Exercise tasks:
1. Reproduce the passage of the Olympics blog post starting with "Welcome to my" and going on through "compelled to watch.".
2. According to the Olympics blog post, which team's parade-wear looked good and which team's looked insane?

─── Text section ───

Welcome to my 2010 Winter Olympics Sports Spectacular! Let’s forget for a moment the flaccid torch column disaster and move onto happier moments. Like when those three columns got enormous erections that carried the fire of the Olympic loins to an explosive fireball finish! That was awesome! Except for that one torch column, you know, the one that couldn’t get it up? Geez that was embarrassing. Performance anxiety I guess. I’m sure it’s never happened to that column before, just an off night. As a person who doesn’t give a flying fuck about the majority of these sports and who has a hard time buying the “Olympic athlete backstory saga designed to make you care about them*” tone of Olympic coverage, I still feel compelled to watch.
So, what IMPORTANT Olympic coverage can I offer you? Well, I watched the entire opening ceremony last night- that’s dedicated journalism people! There was a horrible duet by Nelly Furtado and some dude that was bad, real bad— and some old dude gave a really boring speech that seemed to be guilt-tripping athletes into being on their best behavior, oh and there was the erectile dysfunction incident I mentioned earlier. I’ll be honest; it felt like work at times. But damnit I’m watching the Olympics! Bring on the flags! The weird outfits! The judging controversies! The specially designed and crafted medals!
The opening ceremony had some cool parts. The beginning was focused on Native peoples who had some kickass costumes. I was digging it. Then I don’t remember what happened (we’ll just call these commercial breaks) but then all the teams came marching out in the classic Olympics alphabetical procession. The parade-wear this year was pretty boring (Ethiopia looked good, Germany looked insane). They were welcomed by a line of dancing wholesome people wearing my down comforter and my long underwear top. Which is pretty weird- like the costume designer just scooped the shit off my bedroom floor and sewed it together. Hmmm. Then we moved into the opening ceremony performance round. Some cool whale images, some annoying fiddling, a dude flies around the prairie for too long, a bad duet, um. commercial break Oh, they repeated a quote by the president of Brazil. Lula was quoted by Reuters saying Rio didn’t win the "Olympics so gringos can come here to win our medals.”

─── Material shown ───

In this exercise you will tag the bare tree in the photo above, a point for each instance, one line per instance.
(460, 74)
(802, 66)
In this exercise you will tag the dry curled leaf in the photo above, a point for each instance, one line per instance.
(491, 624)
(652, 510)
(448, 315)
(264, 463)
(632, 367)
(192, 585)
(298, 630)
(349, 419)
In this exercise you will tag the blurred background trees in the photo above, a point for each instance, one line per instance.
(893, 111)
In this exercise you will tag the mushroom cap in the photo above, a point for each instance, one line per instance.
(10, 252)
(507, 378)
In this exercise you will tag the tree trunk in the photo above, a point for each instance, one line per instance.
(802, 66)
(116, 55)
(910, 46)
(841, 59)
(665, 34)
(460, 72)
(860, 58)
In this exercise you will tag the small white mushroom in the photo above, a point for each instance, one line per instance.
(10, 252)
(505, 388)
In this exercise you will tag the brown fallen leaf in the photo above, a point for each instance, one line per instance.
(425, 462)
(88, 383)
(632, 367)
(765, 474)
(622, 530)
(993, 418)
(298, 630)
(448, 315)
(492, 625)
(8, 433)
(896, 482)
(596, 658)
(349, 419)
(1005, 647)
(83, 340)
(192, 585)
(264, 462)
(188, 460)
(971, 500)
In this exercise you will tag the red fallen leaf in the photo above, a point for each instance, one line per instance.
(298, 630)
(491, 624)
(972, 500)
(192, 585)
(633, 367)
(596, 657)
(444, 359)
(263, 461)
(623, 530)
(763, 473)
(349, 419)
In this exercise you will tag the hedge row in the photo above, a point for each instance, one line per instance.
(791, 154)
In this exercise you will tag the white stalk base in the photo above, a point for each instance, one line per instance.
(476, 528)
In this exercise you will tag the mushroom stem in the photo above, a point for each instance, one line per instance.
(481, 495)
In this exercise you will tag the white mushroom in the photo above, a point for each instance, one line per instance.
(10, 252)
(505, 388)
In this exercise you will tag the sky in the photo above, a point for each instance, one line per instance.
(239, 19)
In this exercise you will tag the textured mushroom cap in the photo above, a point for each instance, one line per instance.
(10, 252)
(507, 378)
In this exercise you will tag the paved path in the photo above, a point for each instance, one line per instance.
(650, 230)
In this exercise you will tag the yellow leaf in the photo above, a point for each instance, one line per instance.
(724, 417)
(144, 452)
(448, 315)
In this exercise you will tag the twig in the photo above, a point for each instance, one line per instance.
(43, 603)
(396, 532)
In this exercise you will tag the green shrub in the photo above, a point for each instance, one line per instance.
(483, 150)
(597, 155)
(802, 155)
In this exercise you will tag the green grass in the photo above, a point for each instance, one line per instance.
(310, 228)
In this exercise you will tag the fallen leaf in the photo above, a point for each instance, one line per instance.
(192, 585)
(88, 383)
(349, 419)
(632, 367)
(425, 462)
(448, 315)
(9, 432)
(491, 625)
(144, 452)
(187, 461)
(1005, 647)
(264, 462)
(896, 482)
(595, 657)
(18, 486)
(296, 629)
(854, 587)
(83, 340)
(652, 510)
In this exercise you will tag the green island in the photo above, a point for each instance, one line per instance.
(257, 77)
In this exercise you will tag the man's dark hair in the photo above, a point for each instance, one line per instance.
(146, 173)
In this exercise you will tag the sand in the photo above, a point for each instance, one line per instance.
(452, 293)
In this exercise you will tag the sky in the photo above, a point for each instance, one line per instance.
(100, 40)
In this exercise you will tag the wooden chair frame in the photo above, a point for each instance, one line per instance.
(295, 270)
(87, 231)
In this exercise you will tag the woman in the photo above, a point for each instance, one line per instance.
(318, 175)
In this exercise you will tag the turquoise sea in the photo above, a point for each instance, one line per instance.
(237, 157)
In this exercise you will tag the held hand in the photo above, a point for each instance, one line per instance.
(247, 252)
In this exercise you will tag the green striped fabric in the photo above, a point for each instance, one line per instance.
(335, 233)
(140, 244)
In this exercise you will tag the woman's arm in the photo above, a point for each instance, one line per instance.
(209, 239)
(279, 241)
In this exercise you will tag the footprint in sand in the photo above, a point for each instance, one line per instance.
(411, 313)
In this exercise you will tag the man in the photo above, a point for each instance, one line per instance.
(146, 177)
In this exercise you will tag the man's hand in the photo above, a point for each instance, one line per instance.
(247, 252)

───

Answer section:
1.
Welcome to my 2010 Winter Olympics Sports Spectacular! Let’s forget for a moment the flaccid torch column disaster and move onto happier moments. Like when those three columns got enormous erections that carried the fire of the Olympic loins to an explosive fireball finish! That was awesome! Except for that one torch column, you know, the one that couldn’t get it up? Geez that was embarrassing. Performance anxiety I guess. I’m sure it’s never happened to that column before, just an off night. As a person who doesn’t give a flying fuck about the majority of these sports and who has a hard time buying the “Olympic athlete backstory saga designed to make you care about them*” tone of Olympic coverage, I still feel compelled to watch.

2. Ethiopia's looked good, and Germany's looked insane.